◆ **Given problem a**
Report every line in the listing below that contains the string "stem", where case counts.

◆ **Extract**
......

Constitution of The European Chamber of Commerce Taiwan
Chapter I General Clauses
The name of the Chamber shall be "The European Chamber of Commerce Taiwan" (hereinafter referred to as "the Chamber".)
The Chamber is a non-profit social organization duly incorporated by law, and established for purpose of maintaining the business interests and rights of the European enterprises in Taiwan and enhancing the reciprocal development of the economic and trade relationship
between European and Taiwan.
The Chamber shall be organized to operate in the entire nation.
The site of the Chamber shall be located where the competent government authority is located and branches may be established with the approval of the competent government authority.
Organizational charters of branches as referred to in the above paragraph may be formulated by the Board of Directors, and shall be subject to the approval of the competent government authority.
Setting up or modifying the location of the office of the Chamber or its branches shall be reported to the competent government authority for confirmation.
The objectives of the Chamber are as follows:
1. Providing the members consulting service, experiences, comments and commercial opportunities in relation to trades in Taiwan and periodically proposing policy proposals and members newsletters ;
2. Proceeding dialogue with all levels of government, institutions and local business organizations, economic and trade associations and think tanks on behalf of the members;
3. Maintaining close ties with European Union on behalf of the members, including the trade representative offices of EU Member States in Taiwan, the European Economic and Trade Office in Taipei and the European Commission in Brussels;
4. Following the spirits and principles of the World Trade Organization to promote market liberalization, free trade, international standards and corporate governance;
5. Maintaining a level playing field for European companies to compete fairly and ensuring the operation of European companies in Taiwan can be treated equally;
6. Conducting communication with the media and the public of Taiwan on behalf of the members;
7. Facilitating social interaction and cultural understanding between Europe and Taiwan societies; and
8. Encouraging and supporting every social responsibility program and environmentally friendly business practice promoted by the members.
The competent government authority of the Chamber is the Ministry of Interior and the competent government authority for the objectives of the Chamber is the Ministry of Economic Affairs. The objectives of the Chamber shall be directed and supervised by the
applicable competent government authorities.
Chapter II Members
The Chamber shall have three types of members:
1. Regular Members
(1) Individual Members: any individual of 20 years of age or older domiciled or holding an alien resident certificate in the Republic of China, who endorses the purposes of the Chamber and is a national of any of the European Countries, may become an individual
member of the Chamber upon approval by the Board of Directors of the Chamber and reporting to the competent government authority for confirmation. “European Countries” shall include countries of the European Union and any other country that may be considered
to be within the European geographical area.

......

◆ **Given problem b**
According to the constitution above, which ministry is the Chamber's competent government authority?

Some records
......

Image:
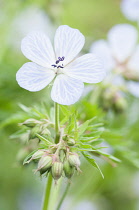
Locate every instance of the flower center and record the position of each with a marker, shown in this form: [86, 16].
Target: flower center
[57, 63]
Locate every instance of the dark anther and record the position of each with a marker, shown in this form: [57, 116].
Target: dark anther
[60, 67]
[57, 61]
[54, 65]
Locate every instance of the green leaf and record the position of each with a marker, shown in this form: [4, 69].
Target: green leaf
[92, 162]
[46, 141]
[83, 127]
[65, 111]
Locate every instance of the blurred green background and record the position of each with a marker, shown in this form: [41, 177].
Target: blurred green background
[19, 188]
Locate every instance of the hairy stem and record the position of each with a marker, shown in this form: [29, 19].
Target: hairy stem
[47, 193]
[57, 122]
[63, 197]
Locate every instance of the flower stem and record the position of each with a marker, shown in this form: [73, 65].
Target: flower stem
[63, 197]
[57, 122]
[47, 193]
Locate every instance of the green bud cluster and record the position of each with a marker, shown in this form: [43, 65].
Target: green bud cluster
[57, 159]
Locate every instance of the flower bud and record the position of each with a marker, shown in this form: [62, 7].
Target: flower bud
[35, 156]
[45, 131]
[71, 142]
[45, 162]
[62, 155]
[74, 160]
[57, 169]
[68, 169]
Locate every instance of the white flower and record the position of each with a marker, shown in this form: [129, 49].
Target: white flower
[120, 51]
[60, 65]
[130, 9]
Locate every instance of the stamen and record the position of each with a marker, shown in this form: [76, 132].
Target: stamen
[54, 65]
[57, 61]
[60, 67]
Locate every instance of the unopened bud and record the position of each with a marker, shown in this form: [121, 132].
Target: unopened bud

......

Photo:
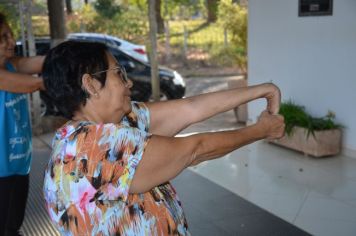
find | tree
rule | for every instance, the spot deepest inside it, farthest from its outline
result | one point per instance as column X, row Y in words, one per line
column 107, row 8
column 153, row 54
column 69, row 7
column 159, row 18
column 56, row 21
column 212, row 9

......

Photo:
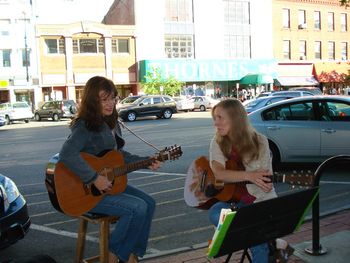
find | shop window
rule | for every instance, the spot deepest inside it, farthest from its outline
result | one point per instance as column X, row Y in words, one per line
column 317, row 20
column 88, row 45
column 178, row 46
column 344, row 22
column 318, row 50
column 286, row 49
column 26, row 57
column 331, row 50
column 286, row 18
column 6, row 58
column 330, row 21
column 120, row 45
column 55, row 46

......

◆ **Task response a**
Locate every instance of the hairy stem and record the position of each with a marker, shown in this form: [29, 19].
Target: hairy stem
Locate every instance of the flower stem and record the position of each with a marker, shown in this form: [73, 65].
Target: flower stem

◆ **Task response b**
The Ministry of Interior.